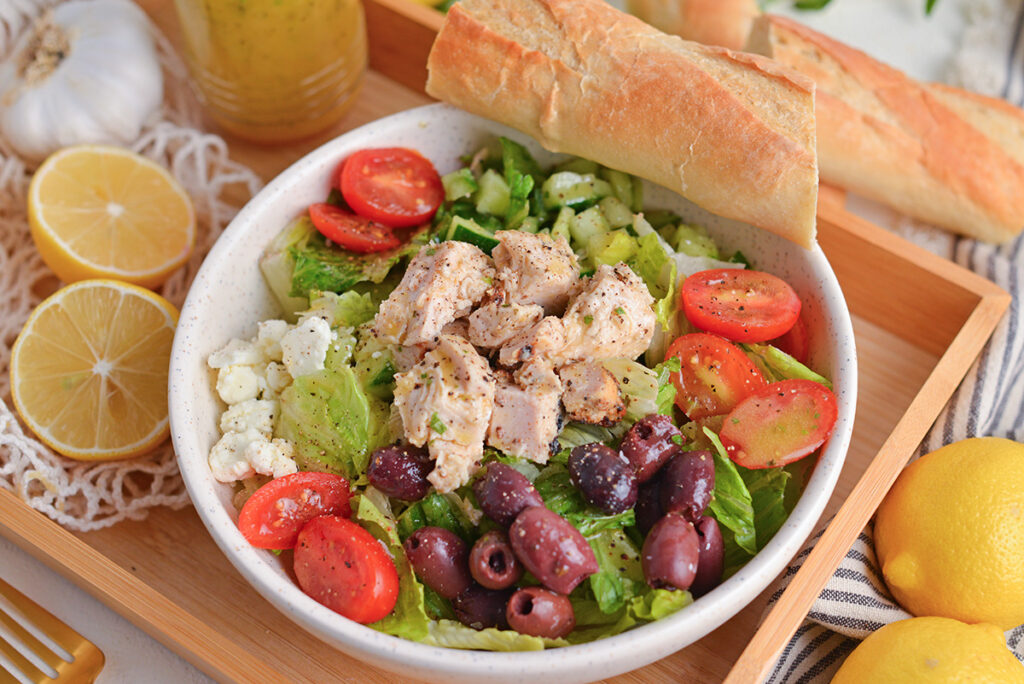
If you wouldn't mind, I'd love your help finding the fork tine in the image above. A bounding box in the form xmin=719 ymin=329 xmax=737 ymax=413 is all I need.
xmin=0 ymin=579 xmax=104 ymax=683
xmin=0 ymin=631 xmax=49 ymax=683
xmin=0 ymin=608 xmax=66 ymax=672
xmin=0 ymin=580 xmax=79 ymax=657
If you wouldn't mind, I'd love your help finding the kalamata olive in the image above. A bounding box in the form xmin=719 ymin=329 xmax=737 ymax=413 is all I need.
xmin=568 ymin=443 xmax=638 ymax=514
xmin=473 ymin=462 xmax=545 ymax=526
xmin=506 ymin=587 xmax=576 ymax=639
xmin=635 ymin=477 xmax=663 ymax=536
xmin=367 ymin=443 xmax=432 ymax=501
xmin=509 ymin=506 xmax=599 ymax=595
xmin=690 ymin=516 xmax=725 ymax=597
xmin=469 ymin=530 xmax=523 ymax=590
xmin=660 ymin=450 xmax=715 ymax=523
xmin=619 ymin=414 xmax=684 ymax=482
xmin=641 ymin=512 xmax=700 ymax=591
xmin=452 ymin=584 xmax=514 ymax=630
xmin=403 ymin=526 xmax=472 ymax=599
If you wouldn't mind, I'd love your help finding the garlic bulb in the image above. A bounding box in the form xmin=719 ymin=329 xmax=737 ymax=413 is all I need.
xmin=0 ymin=0 xmax=163 ymax=163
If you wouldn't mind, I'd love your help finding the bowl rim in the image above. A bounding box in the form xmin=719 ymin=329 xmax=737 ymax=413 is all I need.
xmin=170 ymin=102 xmax=858 ymax=681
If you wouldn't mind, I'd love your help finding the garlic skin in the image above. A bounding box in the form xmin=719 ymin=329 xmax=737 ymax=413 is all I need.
xmin=0 ymin=0 xmax=163 ymax=163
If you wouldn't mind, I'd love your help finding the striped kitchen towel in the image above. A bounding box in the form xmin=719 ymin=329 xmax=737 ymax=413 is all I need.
xmin=765 ymin=1 xmax=1024 ymax=681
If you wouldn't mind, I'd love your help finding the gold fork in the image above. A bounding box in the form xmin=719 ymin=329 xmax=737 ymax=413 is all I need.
xmin=0 ymin=577 xmax=104 ymax=683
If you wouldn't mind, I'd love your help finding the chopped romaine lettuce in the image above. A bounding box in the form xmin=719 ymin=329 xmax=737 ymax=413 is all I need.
xmin=600 ymin=358 xmax=659 ymax=423
xmin=277 ymin=365 xmax=376 ymax=478
xmin=305 ymin=290 xmax=377 ymax=329
xmin=259 ymin=216 xmax=319 ymax=320
xmin=586 ymin=529 xmax=645 ymax=614
xmin=396 ymin=491 xmax=474 ymax=542
xmin=533 ymin=463 xmax=635 ymax=536
xmin=557 ymin=421 xmax=628 ymax=450
xmin=740 ymin=466 xmax=791 ymax=550
xmin=741 ymin=343 xmax=833 ymax=390
xmin=423 ymin=620 xmax=568 ymax=651
xmin=356 ymin=493 xmax=431 ymax=641
xmin=653 ymin=357 xmax=680 ymax=416
xmin=702 ymin=427 xmax=757 ymax=556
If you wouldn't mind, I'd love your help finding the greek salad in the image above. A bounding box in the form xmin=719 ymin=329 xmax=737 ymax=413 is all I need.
xmin=205 ymin=138 xmax=838 ymax=649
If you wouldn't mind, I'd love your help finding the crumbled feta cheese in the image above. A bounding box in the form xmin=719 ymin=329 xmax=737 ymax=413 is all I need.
xmin=256 ymin=320 xmax=290 ymax=361
xmin=219 ymin=398 xmax=278 ymax=436
xmin=208 ymin=339 xmax=264 ymax=369
xmin=265 ymin=361 xmax=292 ymax=395
xmin=216 ymin=365 xmax=260 ymax=405
xmin=208 ymin=429 xmax=263 ymax=482
xmin=280 ymin=316 xmax=333 ymax=378
xmin=246 ymin=438 xmax=298 ymax=479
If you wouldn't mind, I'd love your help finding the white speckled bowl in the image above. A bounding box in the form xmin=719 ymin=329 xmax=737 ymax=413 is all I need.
xmin=170 ymin=103 xmax=857 ymax=684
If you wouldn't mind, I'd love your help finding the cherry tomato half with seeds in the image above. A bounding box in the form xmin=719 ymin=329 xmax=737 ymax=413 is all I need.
xmin=308 ymin=202 xmax=402 ymax=253
xmin=681 ymin=269 xmax=801 ymax=343
xmin=293 ymin=515 xmax=399 ymax=624
xmin=768 ymin=315 xmax=809 ymax=364
xmin=666 ymin=333 xmax=767 ymax=419
xmin=719 ymin=378 xmax=838 ymax=469
xmin=237 ymin=472 xmax=352 ymax=549
xmin=339 ymin=147 xmax=444 ymax=228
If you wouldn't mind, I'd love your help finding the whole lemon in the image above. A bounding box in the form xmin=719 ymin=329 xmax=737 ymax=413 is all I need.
xmin=832 ymin=617 xmax=1024 ymax=683
xmin=874 ymin=437 xmax=1024 ymax=630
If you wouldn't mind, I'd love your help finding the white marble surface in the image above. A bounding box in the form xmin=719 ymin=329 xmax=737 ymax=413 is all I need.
xmin=0 ymin=1 xmax=978 ymax=682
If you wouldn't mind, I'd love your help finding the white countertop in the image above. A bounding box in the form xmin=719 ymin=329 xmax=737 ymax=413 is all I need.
xmin=0 ymin=1 xmax=978 ymax=682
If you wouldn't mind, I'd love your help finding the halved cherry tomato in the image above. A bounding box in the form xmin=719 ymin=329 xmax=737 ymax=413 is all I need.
xmin=667 ymin=333 xmax=767 ymax=419
xmin=308 ymin=202 xmax=402 ymax=253
xmin=294 ymin=515 xmax=399 ymax=623
xmin=339 ymin=147 xmax=444 ymax=228
xmin=681 ymin=269 xmax=801 ymax=343
xmin=769 ymin=315 xmax=809 ymax=364
xmin=719 ymin=379 xmax=838 ymax=469
xmin=237 ymin=472 xmax=351 ymax=549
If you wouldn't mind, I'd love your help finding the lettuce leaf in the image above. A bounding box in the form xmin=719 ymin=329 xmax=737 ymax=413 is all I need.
xmin=702 ymin=427 xmax=757 ymax=556
xmin=566 ymin=588 xmax=691 ymax=644
xmin=533 ymin=464 xmax=635 ymax=536
xmin=586 ymin=529 xmax=645 ymax=614
xmin=423 ymin=620 xmax=568 ymax=651
xmin=600 ymin=358 xmax=659 ymax=423
xmin=356 ymin=494 xmax=431 ymax=641
xmin=653 ymin=357 xmax=680 ymax=416
xmin=396 ymin=491 xmax=474 ymax=542
xmin=277 ymin=365 xmax=375 ymax=477
xmin=305 ymin=290 xmax=377 ymax=329
xmin=739 ymin=466 xmax=791 ymax=550
xmin=741 ymin=343 xmax=833 ymax=390
xmin=557 ymin=421 xmax=628 ymax=450
xmin=286 ymin=217 xmax=425 ymax=298
xmin=628 ymin=587 xmax=692 ymax=621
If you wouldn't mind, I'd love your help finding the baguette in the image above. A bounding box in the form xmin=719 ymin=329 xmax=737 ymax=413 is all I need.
xmin=626 ymin=0 xmax=759 ymax=51
xmin=426 ymin=0 xmax=820 ymax=248
xmin=747 ymin=14 xmax=1024 ymax=243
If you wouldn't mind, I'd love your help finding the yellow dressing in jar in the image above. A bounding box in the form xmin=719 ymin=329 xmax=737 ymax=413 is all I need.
xmin=174 ymin=0 xmax=367 ymax=143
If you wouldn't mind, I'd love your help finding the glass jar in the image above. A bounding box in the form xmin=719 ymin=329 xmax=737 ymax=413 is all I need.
xmin=174 ymin=0 xmax=367 ymax=143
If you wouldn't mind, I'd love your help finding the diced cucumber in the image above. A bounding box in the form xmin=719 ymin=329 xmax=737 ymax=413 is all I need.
xmin=442 ymin=168 xmax=478 ymax=201
xmin=517 ymin=216 xmax=541 ymax=233
xmin=551 ymin=206 xmax=575 ymax=244
xmin=474 ymin=168 xmax=511 ymax=216
xmin=672 ymin=223 xmax=720 ymax=259
xmin=643 ymin=209 xmax=683 ymax=230
xmin=600 ymin=168 xmax=634 ymax=208
xmin=505 ymin=196 xmax=530 ymax=230
xmin=571 ymin=205 xmax=611 ymax=250
xmin=598 ymin=196 xmax=635 ymax=229
xmin=589 ymin=229 xmax=638 ymax=267
xmin=554 ymin=157 xmax=600 ymax=176
xmin=447 ymin=215 xmax=500 ymax=254
xmin=542 ymin=172 xmax=613 ymax=210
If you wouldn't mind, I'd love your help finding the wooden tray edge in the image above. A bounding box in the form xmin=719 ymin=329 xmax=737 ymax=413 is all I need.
xmin=724 ymin=206 xmax=1011 ymax=683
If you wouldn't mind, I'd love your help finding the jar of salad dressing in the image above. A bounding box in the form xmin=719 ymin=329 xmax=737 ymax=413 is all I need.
xmin=173 ymin=0 xmax=367 ymax=143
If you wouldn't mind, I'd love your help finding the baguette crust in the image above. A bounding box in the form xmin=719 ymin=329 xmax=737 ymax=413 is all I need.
xmin=752 ymin=14 xmax=1024 ymax=243
xmin=627 ymin=0 xmax=759 ymax=51
xmin=427 ymin=0 xmax=819 ymax=248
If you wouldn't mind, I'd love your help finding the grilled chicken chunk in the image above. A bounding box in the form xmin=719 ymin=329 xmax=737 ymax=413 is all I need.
xmin=492 ymin=231 xmax=580 ymax=314
xmin=559 ymin=361 xmax=625 ymax=426
xmin=393 ymin=334 xmax=496 ymax=492
xmin=468 ymin=286 xmax=545 ymax=349
xmin=374 ymin=241 xmax=494 ymax=346
xmin=498 ymin=263 xmax=656 ymax=366
xmin=487 ymin=365 xmax=562 ymax=464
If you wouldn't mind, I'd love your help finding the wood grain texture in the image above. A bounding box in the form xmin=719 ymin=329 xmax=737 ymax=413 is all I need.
xmin=0 ymin=3 xmax=1008 ymax=683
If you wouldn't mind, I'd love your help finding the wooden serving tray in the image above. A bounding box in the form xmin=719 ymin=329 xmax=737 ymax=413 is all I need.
xmin=0 ymin=3 xmax=1011 ymax=683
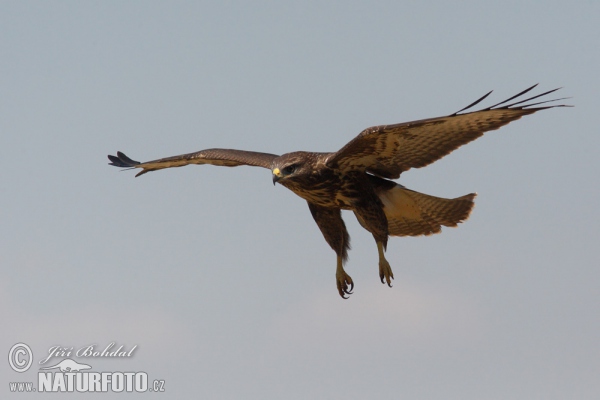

━━━━━━

• _Work required_: The result is an exact copy of the lines from the one holding "the wooden tray" through the final line of the data above, both ends included, minus the pictures.

• _Response to this exercise_:
If you wouldn't mind, I'd love your help finding the wooden tray edge in the image above. A bounding box in the form xmin=719 ymin=329 xmax=737 ymax=413 is all I need.
xmin=724 ymin=206 xmax=1011 ymax=683
If you wouldn't mind, I'd love your help finding the jar of salad dressing in the image above. A bounding box in the form xmin=719 ymin=329 xmax=737 ymax=413 is all I need.
xmin=173 ymin=0 xmax=367 ymax=143
If you wouldn't mind, I'd love your help finding the baguette crust in the image above. A bounding box in the form xmin=719 ymin=329 xmax=737 ymax=413 is all I need.
xmin=752 ymin=14 xmax=1024 ymax=243
xmin=627 ymin=0 xmax=759 ymax=51
xmin=427 ymin=0 xmax=819 ymax=248
If you wouldn't mind, I'd love your help finding the grilled chicken chunk in the image above. A bounding box in the form xmin=719 ymin=329 xmax=737 ymax=413 is all I need.
xmin=492 ymin=231 xmax=580 ymax=314
xmin=559 ymin=361 xmax=625 ymax=426
xmin=393 ymin=334 xmax=496 ymax=492
xmin=468 ymin=286 xmax=545 ymax=349
xmin=374 ymin=241 xmax=494 ymax=346
xmin=498 ymin=263 xmax=656 ymax=366
xmin=487 ymin=365 xmax=562 ymax=464
If you wouldn't mind, I'd love your help finding the wood grain texture in the image above. A bounding box in the form xmin=719 ymin=329 xmax=737 ymax=413 is all I need.
xmin=0 ymin=3 xmax=1008 ymax=683
If you wouldn't mind, I'd love your help finding the wooden serving tray in the image above. A bounding box in the form xmin=719 ymin=329 xmax=737 ymax=413 is all I need.
xmin=0 ymin=3 xmax=1011 ymax=683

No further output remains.